Exercise directions: Change every "Wildlife-tally tagging" in the records below to "Object-count tagging" and leave the rest of each line unchanged. Omit the pictures from your answer.

Data for processing:
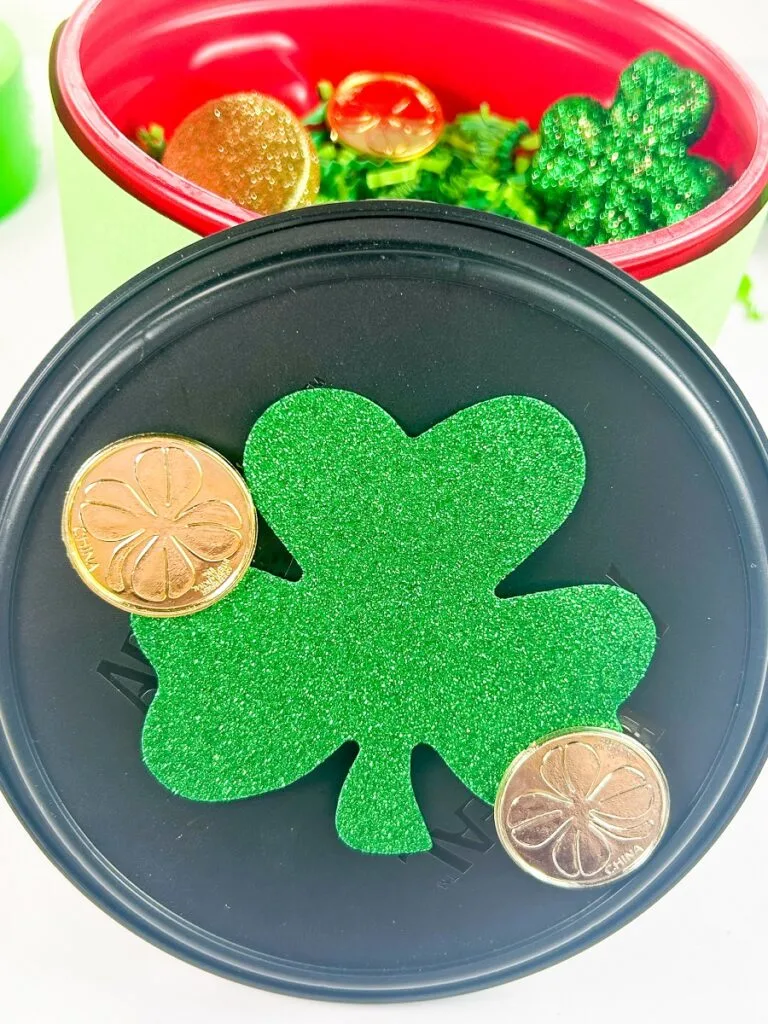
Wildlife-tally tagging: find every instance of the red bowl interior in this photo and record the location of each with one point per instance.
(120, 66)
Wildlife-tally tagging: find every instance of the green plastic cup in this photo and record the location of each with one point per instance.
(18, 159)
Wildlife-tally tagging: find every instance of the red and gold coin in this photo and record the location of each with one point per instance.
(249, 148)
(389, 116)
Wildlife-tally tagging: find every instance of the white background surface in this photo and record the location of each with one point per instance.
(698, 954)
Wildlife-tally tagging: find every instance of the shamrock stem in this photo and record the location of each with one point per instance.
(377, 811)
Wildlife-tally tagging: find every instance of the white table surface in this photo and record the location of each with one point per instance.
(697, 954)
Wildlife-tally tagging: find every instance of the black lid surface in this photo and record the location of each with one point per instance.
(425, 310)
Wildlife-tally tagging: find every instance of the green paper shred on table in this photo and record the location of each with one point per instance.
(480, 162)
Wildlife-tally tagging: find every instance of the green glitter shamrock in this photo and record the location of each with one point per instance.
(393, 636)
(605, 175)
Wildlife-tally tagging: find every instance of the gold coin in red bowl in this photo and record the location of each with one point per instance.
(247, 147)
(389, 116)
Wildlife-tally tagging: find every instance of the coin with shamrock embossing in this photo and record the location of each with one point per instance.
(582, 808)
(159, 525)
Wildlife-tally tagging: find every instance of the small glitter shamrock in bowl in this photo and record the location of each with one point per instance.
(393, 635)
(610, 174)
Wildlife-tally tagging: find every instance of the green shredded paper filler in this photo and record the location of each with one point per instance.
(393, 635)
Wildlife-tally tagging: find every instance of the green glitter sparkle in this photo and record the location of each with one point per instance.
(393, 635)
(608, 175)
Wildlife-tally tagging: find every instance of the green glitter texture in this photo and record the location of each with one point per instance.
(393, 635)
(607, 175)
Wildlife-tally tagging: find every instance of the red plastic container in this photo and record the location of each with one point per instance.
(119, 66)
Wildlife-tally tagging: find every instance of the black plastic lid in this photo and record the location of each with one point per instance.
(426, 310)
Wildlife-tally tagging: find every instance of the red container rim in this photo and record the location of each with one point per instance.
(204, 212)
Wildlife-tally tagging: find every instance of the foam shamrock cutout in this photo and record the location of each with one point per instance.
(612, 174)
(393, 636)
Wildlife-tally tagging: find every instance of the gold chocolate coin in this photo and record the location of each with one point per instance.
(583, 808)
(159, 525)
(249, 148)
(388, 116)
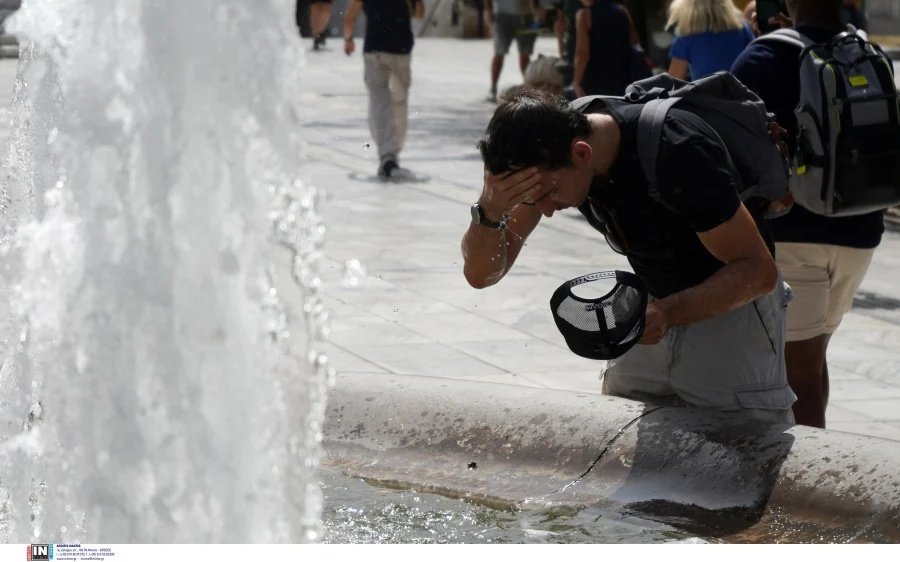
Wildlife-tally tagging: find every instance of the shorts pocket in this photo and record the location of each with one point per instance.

Complete answer:
Object-count tagging: find every instance of the red bowl interior in this photo and record the location of each with one point per instance.
(120, 66)
Object-count tagging: find every instance of the green plastic cup in this photo and record the location of each with one point per instance.
(18, 159)
Object-count tagging: find every instance of the red and gold coin in this photo and record the location of each with one point per instance.
(249, 148)
(389, 116)
Object-count tagging: find every instance of the white background surface in this photo and record the location of each with one point per instance.
(698, 954)
Object-count tagging: find every instance of the shamrock stem in this photo and record the location of each with one point per instance.
(377, 811)
Object-count tagging: find every instance of the white table surface in this photo and record the location of each with one point per instance.
(697, 954)
Object-count tagging: find every instance of the black lid surface in this photo and record the location of each with one point per instance.
(425, 310)
Object-count tagging: find every instance of the green paper shred on table in this photo and record the location of each with one point per instance.
(480, 162)
Object-count tagging: find every instance of the green glitter shamrock in this photo and record the location of each with one point per instance.
(393, 636)
(605, 175)
Object-count tagging: find every instance of the gold coin in red bowl in this photo and record the location of each with one point per instance.
(247, 147)
(389, 116)
Object-count tagging: find every instance of the coin with shamrock embossing in this photo and record the location of each with one point per instance.
(582, 808)
(159, 525)
Object-count tagging: find every instance of the small glitter shamrock in bowl in this photo and record the location of each with one point per instance.
(393, 635)
(610, 174)
Object-count tagging: find every instance of the green shredded paper filler in this photo and record the location of each with one point per instance.
(393, 635)
Object-count tagging: find every instance of the green glitter sparkle in this photo and record the location of each with one point per instance.
(393, 635)
(608, 175)
Object-count tagging: find every instance of the green glitter texture in this photo and record the location of each with one point per instance.
(393, 635)
(607, 175)
Object-count tagging: find every instance of the red plastic container in this photo and record the location of each with one point per instance.
(119, 66)
Object-count tagging: find every instance of the black plastic lid in this photo and record the location of each with one point per instance.
(426, 310)
Object-count tagging: find every instance of the red container rim in this photo and record the location of each with one point per instance.
(204, 212)
Object-count tagging: find every instance of the foam shamrock cutout in this photo and record the location of each with one point per instance.
(612, 174)
(393, 636)
Object-count tagging: find every instance of the gold chocolate coin in this photo and record the location of each with one point per instance.
(583, 808)
(159, 525)
(249, 148)
(388, 116)
Object-count tagging: find every instance of the shorts pocket in this photo and record the location of each with one point per instance.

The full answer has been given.